_Image-grounded pointing data_
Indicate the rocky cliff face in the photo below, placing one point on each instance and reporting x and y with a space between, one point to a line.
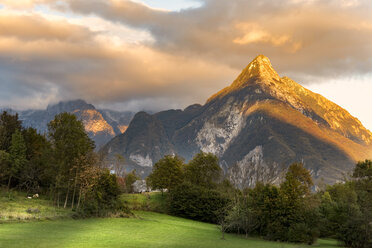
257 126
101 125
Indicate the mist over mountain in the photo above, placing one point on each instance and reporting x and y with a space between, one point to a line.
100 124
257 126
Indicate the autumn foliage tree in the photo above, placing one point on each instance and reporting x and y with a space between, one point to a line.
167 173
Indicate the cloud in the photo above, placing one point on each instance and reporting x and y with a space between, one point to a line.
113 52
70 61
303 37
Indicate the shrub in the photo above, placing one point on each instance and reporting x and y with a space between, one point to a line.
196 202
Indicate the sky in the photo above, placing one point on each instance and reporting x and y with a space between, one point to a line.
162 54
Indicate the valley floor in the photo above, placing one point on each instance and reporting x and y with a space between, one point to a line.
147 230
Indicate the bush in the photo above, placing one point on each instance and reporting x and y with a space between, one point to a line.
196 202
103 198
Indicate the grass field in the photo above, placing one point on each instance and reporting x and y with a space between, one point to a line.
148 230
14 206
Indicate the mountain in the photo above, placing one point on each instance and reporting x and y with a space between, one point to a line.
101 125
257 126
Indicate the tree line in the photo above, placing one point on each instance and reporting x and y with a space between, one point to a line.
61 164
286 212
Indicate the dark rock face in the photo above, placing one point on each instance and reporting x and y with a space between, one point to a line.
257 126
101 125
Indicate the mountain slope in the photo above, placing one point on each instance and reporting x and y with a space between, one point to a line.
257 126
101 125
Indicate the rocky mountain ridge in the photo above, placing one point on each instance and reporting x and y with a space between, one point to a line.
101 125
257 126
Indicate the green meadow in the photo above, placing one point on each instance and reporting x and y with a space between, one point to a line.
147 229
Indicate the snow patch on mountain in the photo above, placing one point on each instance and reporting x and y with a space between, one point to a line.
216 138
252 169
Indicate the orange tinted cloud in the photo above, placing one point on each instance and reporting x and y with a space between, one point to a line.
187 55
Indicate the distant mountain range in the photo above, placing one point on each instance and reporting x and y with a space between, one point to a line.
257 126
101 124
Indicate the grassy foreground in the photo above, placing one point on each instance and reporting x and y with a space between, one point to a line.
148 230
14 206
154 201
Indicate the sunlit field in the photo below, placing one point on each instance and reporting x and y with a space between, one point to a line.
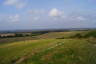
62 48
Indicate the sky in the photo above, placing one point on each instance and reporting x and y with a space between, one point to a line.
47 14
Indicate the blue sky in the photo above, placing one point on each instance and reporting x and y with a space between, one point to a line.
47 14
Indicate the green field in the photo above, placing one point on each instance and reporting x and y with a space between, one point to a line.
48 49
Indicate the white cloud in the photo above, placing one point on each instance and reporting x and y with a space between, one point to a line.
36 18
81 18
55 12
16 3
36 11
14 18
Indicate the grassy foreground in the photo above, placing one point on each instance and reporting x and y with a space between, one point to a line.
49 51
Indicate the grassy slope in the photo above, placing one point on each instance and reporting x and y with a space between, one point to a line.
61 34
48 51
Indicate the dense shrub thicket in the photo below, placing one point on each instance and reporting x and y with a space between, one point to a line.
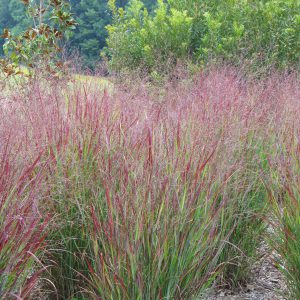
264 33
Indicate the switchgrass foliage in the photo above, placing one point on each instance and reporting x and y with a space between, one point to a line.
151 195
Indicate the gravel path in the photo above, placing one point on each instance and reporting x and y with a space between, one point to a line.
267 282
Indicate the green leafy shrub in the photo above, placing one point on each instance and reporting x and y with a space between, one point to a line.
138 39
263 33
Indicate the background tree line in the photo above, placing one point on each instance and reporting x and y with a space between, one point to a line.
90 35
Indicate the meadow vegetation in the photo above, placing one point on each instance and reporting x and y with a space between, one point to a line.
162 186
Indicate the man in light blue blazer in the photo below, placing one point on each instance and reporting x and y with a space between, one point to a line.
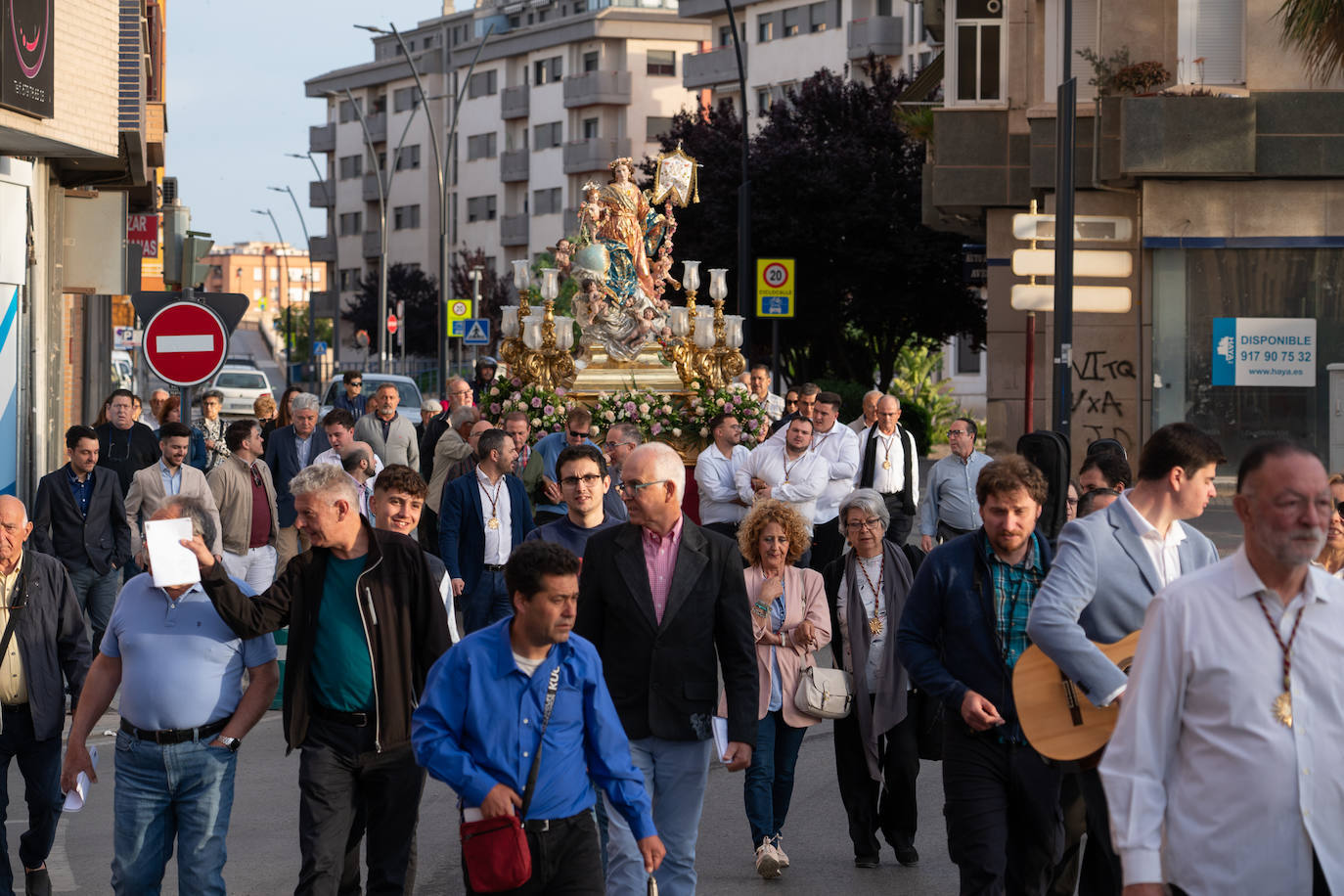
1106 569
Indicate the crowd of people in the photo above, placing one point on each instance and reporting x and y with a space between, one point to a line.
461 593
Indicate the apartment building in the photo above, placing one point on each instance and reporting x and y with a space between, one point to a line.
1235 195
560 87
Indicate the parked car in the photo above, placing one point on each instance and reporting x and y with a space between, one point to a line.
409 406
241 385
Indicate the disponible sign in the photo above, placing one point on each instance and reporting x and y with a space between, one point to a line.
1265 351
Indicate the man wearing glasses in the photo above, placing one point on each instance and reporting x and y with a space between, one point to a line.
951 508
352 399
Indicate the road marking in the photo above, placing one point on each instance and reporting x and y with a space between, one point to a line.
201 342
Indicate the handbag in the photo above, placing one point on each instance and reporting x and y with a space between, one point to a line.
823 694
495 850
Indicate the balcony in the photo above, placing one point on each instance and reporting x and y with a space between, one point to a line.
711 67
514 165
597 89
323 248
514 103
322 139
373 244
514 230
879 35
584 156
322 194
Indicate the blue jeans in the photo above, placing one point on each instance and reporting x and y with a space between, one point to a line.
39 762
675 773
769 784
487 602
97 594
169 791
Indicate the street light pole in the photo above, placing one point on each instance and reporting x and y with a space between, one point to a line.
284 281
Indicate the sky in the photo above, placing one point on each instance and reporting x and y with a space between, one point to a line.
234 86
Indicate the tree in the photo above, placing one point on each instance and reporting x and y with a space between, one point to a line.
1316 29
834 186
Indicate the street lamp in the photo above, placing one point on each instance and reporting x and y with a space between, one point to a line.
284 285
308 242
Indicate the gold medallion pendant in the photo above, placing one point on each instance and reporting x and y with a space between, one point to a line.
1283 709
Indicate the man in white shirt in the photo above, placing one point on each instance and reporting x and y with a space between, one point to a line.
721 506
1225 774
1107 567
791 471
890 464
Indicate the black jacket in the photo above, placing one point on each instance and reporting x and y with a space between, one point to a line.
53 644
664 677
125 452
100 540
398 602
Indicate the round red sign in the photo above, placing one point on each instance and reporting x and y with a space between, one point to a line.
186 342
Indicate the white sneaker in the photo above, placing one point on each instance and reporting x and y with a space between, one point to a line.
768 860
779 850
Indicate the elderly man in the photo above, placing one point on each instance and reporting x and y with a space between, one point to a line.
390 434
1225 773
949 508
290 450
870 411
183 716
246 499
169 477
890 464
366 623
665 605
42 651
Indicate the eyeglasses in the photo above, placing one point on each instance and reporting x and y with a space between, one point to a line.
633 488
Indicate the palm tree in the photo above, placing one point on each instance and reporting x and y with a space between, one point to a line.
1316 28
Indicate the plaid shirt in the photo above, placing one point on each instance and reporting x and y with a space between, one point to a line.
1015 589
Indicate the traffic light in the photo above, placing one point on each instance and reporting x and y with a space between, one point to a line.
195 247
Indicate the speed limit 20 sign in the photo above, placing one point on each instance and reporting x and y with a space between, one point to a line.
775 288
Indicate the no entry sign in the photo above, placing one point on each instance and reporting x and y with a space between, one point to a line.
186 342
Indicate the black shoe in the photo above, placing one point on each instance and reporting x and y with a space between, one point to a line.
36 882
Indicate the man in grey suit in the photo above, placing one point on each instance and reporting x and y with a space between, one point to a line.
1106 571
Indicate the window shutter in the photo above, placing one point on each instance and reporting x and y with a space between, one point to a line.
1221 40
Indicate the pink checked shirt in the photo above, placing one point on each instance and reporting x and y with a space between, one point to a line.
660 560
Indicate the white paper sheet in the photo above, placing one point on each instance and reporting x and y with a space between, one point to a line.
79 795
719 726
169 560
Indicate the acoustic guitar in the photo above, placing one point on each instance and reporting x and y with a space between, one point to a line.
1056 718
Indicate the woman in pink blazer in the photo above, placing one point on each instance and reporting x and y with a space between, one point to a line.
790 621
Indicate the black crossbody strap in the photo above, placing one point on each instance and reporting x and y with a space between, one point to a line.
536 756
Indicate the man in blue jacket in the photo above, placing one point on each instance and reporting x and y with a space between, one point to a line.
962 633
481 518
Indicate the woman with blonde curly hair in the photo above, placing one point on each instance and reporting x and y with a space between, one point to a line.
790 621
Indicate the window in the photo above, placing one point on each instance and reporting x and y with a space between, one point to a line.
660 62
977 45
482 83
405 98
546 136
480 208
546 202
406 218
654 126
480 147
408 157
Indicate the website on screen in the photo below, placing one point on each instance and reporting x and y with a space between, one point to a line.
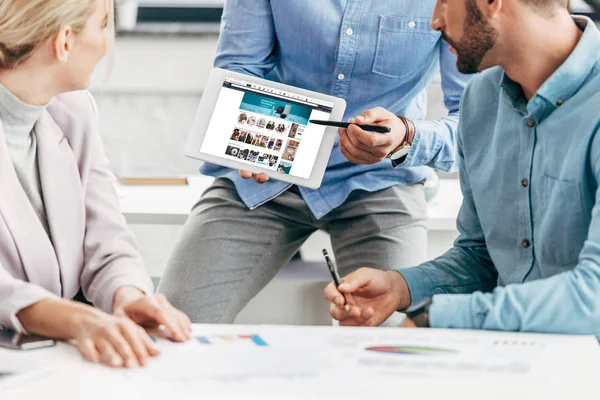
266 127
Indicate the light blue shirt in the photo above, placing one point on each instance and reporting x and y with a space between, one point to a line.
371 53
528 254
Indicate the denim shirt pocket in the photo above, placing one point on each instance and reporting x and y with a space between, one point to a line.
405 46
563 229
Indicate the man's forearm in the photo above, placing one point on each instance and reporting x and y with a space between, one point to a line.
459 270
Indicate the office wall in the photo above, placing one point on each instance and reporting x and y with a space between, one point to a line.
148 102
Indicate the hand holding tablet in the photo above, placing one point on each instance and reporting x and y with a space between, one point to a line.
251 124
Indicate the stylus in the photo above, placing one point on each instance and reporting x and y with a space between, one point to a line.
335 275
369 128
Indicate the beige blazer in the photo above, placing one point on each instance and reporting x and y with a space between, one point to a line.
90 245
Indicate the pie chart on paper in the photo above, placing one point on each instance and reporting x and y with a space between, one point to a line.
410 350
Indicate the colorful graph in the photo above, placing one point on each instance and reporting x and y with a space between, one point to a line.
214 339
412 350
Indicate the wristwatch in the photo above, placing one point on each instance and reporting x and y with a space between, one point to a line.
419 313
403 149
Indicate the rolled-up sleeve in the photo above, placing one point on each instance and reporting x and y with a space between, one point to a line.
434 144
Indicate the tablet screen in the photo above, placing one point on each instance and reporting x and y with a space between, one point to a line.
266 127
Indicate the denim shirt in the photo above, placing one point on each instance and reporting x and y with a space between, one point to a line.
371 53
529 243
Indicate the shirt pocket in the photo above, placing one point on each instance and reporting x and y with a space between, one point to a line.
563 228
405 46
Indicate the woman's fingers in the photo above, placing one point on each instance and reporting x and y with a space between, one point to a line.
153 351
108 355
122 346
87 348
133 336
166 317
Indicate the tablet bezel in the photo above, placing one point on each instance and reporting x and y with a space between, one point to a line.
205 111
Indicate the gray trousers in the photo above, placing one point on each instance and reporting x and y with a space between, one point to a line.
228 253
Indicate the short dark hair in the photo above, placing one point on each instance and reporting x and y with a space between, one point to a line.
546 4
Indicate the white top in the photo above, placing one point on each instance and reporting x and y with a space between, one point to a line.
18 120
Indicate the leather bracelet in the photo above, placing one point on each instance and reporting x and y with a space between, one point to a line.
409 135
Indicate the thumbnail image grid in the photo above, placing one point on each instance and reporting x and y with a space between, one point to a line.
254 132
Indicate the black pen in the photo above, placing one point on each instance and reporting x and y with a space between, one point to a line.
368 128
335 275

_Try it_
Only the lines from the one with "Indicate the short" through the final line above belong in the answer, each reproduced word for word.

_Expected output_
Indicate the short dark hair in the photo above, placing one point on each instance and reporting x and y with a space between, one point to a line.
546 4
Indicate the white top in the photo above, placing one point on each instance and reporting x and y with a space between, one point to a line.
18 120
Indicate the leather bracelet in the photo above, placing one point on each instance and reporting x and y with a space between, one point to a line.
409 135
Indicate the thumbnail image grid in the photo above, placing one point on each instance and reporting x and y with a space between, one point to a line.
254 132
Indicate the black pen in the photo above, placing one point on each instance and reporting x and y with a space between, one point to a line.
368 128
335 275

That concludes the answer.